_Exercise_
Below are records; report how many of their lines contain the word "vase", giving only the number.

_Records from a data collection_
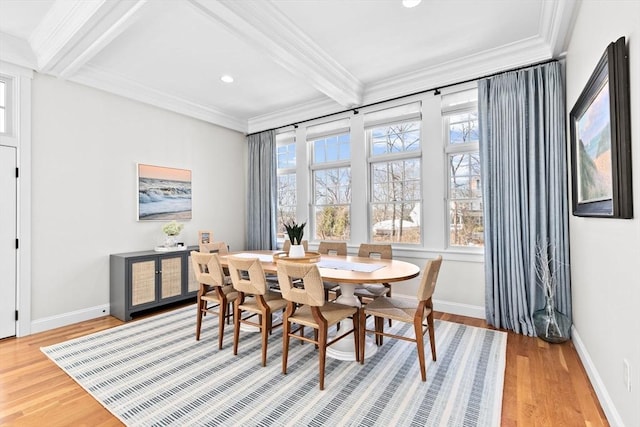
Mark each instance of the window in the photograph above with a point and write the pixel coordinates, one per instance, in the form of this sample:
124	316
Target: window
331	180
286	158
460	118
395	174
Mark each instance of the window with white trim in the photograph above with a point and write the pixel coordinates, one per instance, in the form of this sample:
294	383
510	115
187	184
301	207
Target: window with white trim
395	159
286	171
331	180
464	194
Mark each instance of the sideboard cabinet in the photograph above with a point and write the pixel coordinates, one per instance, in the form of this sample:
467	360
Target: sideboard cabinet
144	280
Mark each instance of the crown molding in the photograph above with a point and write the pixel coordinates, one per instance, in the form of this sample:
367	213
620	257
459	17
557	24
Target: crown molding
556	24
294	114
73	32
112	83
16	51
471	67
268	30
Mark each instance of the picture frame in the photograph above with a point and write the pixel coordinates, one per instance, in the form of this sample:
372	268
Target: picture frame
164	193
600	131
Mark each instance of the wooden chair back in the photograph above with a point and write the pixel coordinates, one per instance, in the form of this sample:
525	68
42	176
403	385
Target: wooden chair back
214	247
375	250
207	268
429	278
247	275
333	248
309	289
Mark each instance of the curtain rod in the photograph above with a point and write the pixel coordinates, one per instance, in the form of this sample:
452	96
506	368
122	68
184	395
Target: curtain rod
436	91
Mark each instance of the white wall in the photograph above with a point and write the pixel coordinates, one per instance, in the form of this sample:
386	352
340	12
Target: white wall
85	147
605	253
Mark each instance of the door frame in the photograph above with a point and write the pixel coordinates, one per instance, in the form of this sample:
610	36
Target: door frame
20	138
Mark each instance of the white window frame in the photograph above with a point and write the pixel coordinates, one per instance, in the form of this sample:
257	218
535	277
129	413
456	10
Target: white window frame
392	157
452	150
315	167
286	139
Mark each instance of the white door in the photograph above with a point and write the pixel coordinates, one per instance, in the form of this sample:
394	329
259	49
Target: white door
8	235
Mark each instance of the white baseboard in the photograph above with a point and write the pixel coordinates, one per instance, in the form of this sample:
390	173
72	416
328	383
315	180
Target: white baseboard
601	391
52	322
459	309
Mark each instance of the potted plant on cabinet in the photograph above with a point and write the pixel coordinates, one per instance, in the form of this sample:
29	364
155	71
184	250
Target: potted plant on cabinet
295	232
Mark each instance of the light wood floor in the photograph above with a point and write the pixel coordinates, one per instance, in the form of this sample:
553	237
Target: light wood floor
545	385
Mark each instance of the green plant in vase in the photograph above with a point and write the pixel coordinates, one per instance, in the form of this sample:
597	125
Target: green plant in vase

* * *

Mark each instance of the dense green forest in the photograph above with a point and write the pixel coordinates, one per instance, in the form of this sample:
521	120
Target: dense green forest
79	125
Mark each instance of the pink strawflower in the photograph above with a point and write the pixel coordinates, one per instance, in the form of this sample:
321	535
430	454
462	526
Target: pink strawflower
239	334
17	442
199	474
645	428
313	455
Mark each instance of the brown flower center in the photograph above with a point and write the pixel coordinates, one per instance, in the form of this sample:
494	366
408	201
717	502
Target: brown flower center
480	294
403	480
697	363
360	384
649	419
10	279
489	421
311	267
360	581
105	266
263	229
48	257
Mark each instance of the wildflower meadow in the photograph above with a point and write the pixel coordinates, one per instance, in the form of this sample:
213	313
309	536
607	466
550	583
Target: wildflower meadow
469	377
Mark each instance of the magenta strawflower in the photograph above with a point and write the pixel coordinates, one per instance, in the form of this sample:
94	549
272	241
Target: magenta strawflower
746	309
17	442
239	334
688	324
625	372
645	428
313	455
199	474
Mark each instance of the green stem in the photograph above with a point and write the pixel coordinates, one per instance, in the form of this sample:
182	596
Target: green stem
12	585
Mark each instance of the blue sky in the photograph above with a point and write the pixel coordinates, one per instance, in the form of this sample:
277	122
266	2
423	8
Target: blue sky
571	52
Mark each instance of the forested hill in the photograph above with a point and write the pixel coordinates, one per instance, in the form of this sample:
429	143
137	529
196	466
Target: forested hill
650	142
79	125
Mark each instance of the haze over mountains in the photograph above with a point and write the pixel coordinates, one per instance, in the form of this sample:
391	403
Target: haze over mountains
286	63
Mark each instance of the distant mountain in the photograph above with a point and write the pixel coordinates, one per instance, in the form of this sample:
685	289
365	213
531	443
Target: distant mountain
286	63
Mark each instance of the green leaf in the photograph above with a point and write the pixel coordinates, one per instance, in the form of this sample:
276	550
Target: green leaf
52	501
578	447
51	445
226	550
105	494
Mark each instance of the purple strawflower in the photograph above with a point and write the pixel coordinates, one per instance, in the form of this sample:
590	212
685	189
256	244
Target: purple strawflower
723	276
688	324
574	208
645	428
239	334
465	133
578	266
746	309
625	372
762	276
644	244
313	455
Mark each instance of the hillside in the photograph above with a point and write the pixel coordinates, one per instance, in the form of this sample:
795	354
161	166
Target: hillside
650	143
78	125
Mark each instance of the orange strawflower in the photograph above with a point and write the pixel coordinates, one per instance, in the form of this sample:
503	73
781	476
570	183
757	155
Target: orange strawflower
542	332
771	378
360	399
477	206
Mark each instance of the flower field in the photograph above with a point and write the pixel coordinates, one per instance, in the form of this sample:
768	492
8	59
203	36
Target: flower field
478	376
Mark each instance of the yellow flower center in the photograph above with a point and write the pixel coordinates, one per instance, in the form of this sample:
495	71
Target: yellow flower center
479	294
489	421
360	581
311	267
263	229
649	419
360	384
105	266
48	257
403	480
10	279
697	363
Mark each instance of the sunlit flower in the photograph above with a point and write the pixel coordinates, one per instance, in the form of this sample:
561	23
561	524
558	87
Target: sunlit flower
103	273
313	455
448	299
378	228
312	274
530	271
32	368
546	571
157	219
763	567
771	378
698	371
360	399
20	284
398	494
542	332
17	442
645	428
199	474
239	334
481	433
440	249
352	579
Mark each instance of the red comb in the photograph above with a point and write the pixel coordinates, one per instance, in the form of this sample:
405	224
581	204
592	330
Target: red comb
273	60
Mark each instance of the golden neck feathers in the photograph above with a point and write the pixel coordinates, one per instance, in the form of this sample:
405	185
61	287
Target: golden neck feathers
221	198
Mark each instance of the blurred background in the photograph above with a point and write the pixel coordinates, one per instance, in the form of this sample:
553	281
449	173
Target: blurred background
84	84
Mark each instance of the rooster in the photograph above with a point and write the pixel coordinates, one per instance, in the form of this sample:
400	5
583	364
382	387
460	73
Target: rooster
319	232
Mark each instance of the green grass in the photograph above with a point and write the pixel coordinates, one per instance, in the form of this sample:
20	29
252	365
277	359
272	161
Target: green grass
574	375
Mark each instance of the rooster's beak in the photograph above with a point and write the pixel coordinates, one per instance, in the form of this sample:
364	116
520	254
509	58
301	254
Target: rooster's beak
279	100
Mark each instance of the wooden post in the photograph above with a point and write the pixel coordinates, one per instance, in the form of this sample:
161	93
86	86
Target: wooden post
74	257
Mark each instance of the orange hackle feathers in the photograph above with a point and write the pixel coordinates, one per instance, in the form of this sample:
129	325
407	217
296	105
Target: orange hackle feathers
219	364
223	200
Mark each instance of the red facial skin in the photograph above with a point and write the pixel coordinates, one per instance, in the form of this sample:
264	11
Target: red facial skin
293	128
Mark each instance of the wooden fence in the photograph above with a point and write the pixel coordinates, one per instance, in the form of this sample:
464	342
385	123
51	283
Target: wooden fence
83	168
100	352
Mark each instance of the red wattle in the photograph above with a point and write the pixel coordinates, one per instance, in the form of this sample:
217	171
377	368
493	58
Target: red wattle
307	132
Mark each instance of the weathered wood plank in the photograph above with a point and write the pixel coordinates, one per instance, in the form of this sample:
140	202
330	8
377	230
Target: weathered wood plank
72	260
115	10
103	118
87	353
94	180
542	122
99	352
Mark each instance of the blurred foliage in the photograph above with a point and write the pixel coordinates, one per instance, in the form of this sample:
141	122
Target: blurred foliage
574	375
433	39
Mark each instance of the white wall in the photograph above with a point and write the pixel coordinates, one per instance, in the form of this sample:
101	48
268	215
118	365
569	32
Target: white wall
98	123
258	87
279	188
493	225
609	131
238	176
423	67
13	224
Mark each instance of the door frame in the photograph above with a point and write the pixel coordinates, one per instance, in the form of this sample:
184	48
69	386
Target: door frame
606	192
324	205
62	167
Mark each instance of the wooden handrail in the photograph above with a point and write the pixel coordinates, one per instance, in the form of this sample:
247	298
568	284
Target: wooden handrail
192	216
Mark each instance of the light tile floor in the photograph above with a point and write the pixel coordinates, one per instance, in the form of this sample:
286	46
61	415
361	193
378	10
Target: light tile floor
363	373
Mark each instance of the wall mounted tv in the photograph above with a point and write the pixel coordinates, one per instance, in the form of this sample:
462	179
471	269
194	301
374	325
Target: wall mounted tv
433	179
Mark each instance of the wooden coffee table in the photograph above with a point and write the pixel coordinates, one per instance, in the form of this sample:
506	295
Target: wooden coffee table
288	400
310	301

* * *

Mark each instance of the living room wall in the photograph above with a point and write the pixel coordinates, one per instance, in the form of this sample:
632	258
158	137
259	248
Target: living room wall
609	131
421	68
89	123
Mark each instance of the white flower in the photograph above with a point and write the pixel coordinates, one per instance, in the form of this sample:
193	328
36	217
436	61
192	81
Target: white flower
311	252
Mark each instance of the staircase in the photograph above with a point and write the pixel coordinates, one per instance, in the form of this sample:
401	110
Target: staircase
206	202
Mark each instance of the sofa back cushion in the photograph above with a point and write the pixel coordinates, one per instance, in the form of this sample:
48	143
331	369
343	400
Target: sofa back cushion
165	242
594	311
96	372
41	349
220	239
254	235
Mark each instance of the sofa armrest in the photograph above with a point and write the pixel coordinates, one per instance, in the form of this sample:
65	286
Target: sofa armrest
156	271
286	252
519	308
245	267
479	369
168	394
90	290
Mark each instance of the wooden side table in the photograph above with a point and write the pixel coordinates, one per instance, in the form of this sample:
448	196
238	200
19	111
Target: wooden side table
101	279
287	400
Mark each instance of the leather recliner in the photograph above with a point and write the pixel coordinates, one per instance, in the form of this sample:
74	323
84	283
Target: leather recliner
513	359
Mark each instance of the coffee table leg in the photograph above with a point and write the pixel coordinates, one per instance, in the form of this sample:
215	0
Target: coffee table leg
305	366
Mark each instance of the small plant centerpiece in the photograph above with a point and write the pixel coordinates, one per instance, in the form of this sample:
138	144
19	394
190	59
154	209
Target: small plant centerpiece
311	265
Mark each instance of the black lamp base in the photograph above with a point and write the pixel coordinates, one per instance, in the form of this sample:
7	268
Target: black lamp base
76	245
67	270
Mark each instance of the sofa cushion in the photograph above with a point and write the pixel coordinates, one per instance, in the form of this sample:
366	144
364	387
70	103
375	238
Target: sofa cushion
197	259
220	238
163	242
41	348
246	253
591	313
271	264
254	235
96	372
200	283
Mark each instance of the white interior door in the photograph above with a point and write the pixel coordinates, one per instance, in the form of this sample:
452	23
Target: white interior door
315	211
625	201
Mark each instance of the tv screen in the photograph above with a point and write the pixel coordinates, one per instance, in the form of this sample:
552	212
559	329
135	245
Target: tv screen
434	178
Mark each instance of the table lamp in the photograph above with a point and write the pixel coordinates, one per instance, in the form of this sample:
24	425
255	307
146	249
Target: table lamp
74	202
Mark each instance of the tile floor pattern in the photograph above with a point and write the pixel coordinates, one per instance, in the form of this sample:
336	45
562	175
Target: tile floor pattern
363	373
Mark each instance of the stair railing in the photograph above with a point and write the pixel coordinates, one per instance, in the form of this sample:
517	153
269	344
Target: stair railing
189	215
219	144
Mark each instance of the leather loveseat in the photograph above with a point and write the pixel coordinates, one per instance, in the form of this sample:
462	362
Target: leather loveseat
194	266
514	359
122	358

_Answer to this exercise_
2